* To do
Work through the data below and give the number of lines holding the word "white", without any other text.
═══ Supplied entries ═══
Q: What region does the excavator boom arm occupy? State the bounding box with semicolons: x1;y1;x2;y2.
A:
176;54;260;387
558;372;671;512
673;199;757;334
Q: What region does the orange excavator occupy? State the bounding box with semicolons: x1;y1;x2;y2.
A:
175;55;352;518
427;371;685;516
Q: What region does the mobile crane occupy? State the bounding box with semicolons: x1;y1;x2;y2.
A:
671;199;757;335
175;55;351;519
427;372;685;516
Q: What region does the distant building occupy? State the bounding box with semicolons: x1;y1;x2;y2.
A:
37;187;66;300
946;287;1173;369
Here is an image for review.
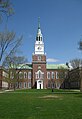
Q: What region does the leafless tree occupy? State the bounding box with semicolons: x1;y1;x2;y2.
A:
79;40;82;51
3;55;27;90
70;58;82;69
0;30;23;65
0;0;14;22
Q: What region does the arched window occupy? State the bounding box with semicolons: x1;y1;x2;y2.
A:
19;72;23;79
35;70;44;79
24;72;27;79
36;37;38;41
51;72;55;79
47;72;50;79
56;72;59;79
28;72;31;79
38;71;41;78
39;36;40;41
38;56;41;61
41;37;42;41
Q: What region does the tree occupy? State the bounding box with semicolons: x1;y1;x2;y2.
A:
0;0;14;22
3;55;27;90
78;39;82;92
79;39;82;51
0;30;23;65
70;58;82;69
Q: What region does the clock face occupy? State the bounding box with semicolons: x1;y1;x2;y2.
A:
37;46;42;50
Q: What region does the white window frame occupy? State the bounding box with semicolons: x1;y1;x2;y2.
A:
28;82;31;88
51;72;55;79
19;72;23;79
28;72;31;79
24;72;27;79
56;72;59;79
19;82;22;88
24;82;27;88
47;72;50;79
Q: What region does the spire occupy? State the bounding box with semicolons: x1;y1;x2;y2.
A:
38;17;40;29
37;17;41;34
36;17;43;41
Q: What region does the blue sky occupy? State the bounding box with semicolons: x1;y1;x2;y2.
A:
1;0;82;64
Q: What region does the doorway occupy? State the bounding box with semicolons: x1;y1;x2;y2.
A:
36;80;43;89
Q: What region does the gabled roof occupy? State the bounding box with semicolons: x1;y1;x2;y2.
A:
46;64;68;70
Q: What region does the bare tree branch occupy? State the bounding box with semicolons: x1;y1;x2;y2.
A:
70;58;82;69
0;30;23;64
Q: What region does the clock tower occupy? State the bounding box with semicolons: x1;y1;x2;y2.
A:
35;18;44;55
32;18;47;89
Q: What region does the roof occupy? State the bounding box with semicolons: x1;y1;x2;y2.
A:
10;63;68;70
0;66;8;72
10;63;32;70
46;64;68;70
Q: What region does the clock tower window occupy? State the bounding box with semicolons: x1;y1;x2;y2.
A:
38;55;41;61
39;36;40;41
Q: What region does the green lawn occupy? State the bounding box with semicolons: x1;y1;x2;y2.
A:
0;89;82;119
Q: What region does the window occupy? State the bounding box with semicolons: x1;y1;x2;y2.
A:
56;72;59;79
24;82;27;88
41;37;42;41
59;72;65;79
10;71;14;79
28;82;31;88
19;72;23;79
36;37;38;41
35;70;44;79
51;72;55;79
15;82;18;88
48;81;51;88
24;72;27;79
38;71;41;78
28;72;31;79
3;71;8;78
38;55;41;61
19;82;22;88
39;36;40;41
47;72;50;79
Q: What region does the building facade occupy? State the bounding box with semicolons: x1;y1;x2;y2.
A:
0;66;8;89
64;67;81;89
0;20;68;89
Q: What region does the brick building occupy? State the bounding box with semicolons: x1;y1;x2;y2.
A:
64;67;82;89
0;66;8;89
0;20;68;89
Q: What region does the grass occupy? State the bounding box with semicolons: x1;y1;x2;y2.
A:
0;89;82;119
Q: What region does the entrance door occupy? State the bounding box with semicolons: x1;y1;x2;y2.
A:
40;84;41;89
37;80;43;89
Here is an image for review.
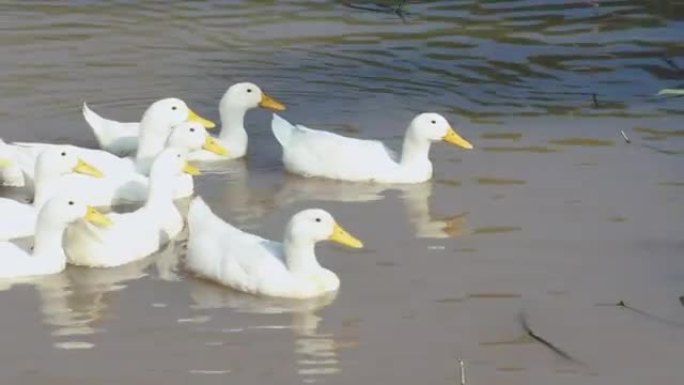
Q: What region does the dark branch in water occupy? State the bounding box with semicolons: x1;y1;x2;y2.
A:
340;1;413;22
518;311;583;364
600;301;684;329
661;57;682;74
592;93;599;108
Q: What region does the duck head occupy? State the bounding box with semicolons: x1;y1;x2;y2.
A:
287;209;363;248
410;113;473;149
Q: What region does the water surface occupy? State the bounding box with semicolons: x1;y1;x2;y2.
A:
1;1;684;384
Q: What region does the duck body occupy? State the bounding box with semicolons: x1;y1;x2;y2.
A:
272;114;408;182
0;241;65;278
64;206;180;268
83;82;285;162
185;198;362;299
0;200;36;241
65;149;196;268
271;113;473;184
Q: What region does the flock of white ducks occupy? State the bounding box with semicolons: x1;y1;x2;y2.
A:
0;82;472;299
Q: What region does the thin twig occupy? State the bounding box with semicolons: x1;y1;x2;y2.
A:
518;311;582;364
661;56;682;73
621;130;630;143
459;359;466;385
592;93;599;108
341;0;413;22
604;301;684;329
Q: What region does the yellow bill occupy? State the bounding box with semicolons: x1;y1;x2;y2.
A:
442;127;473;149
73;158;104;178
84;206;112;227
183;161;202;176
0;159;12;168
187;109;216;129
202;136;229;156
328;222;364;249
259;93;286;111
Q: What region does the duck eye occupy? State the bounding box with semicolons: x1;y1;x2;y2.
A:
172;106;177;111
61;152;66;156
68;201;74;206
190;128;195;132
431;120;436;124
315;218;321;223
247;89;252;93
177;154;181;158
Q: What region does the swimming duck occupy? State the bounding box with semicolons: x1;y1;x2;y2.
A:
0;147;102;241
83;82;285;160
185;197;363;299
65;149;200;268
0;195;110;278
271;113;473;183
13;98;214;177
10;102;223;206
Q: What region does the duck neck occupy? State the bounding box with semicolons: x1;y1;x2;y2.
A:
400;130;432;166
283;234;321;274
144;171;176;212
32;215;67;260
33;169;61;208
136;116;170;171
219;105;248;152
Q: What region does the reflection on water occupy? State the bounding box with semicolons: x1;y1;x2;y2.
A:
188;279;346;383
1;251;157;349
217;169;470;238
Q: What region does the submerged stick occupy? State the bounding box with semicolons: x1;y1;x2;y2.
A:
602;301;684;329
518;311;582;364
592;93;599;108
459;359;466;385
621;130;630;143
661;57;682;72
341;0;413;22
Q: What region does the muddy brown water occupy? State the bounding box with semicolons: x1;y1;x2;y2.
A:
1;1;684;384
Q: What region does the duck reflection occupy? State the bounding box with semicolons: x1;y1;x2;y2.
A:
216;167;468;239
188;278;348;382
0;242;159;343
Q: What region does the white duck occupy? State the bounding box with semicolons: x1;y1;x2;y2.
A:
11;108;223;207
12;98;214;180
65;149;200;268
271;113;473;183
0;195;110;279
0;147;102;241
83;82;285;160
185;197;363;299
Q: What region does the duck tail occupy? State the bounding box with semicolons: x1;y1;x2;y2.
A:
82;102;113;148
271;113;296;147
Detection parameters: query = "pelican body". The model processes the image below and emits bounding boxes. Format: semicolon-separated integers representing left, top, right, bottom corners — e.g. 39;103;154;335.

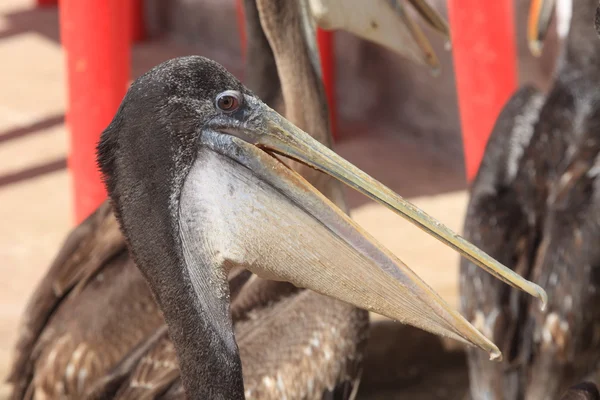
460;0;600;398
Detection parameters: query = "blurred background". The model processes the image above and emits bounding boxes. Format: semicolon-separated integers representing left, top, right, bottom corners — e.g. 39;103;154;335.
0;0;562;398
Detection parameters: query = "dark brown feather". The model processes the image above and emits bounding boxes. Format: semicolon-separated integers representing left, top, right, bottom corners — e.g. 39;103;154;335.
8;201;127;399
460;2;600;397
86;286;367;400
460;85;545;399
26;251;163;399
560;382;600;400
═══
* Output for this exercise
3